Is that a fact or an hallucination ?

I wish people would try a bit harder adding words like "I think", "I'm sure", "I doubt", "I read somewhere"... or even post links.

silverboy · Mar 18, 2025

More bad news.

isparavanje · Mar 18, 2025

Fatesrider said:
That last line is the most telling thing about the issues with all the AI bullshit they're throwing out there.

They keep heaving that bovine fertilizer at walls, hoping SOMETHING sticks. But so far, for the most part, it's been, "Gosh, that's COOL!" for a few minutes and then the novelty wears off and the flaws (even if few) are found. Yeah, no people involved in the making of that media, but when what comes out is pretty useless overall, it's not even worth the KWH's it took to generate the output.

NKA is the issue. No Killer App. Lots of niche applications, granted. Some of them useful. But the for the trillions (by now, I'd think) blown on this tech, they're getting very, very little in practical returns. For that money relentlessly poured into it, they'd have done better with flesh and blood types, even if it took a bit longer.

Given records:

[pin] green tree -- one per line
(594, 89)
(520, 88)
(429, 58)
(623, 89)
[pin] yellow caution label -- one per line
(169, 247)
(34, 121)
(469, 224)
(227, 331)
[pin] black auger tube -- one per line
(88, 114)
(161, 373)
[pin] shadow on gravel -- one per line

...

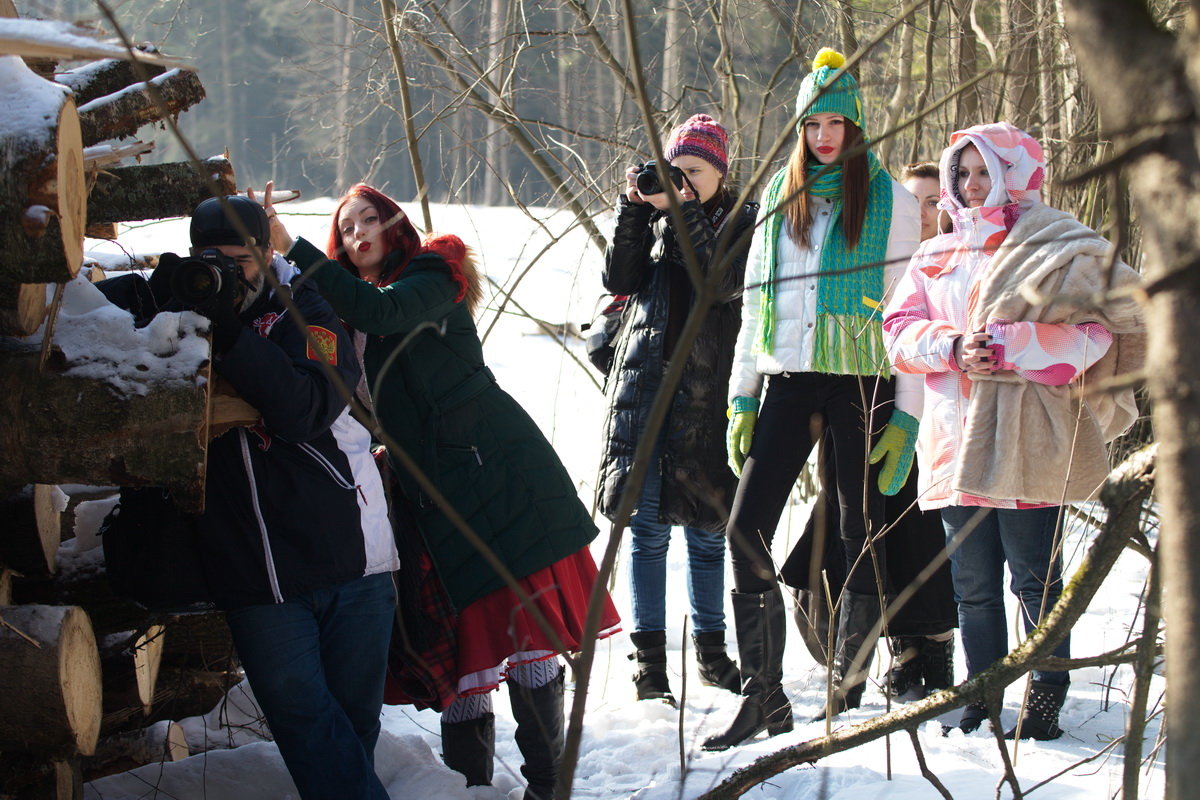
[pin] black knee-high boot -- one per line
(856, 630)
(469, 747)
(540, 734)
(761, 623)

Work order:
In the forum thread, what does the abbreviation NKA stand for?

Response:
No Killer App.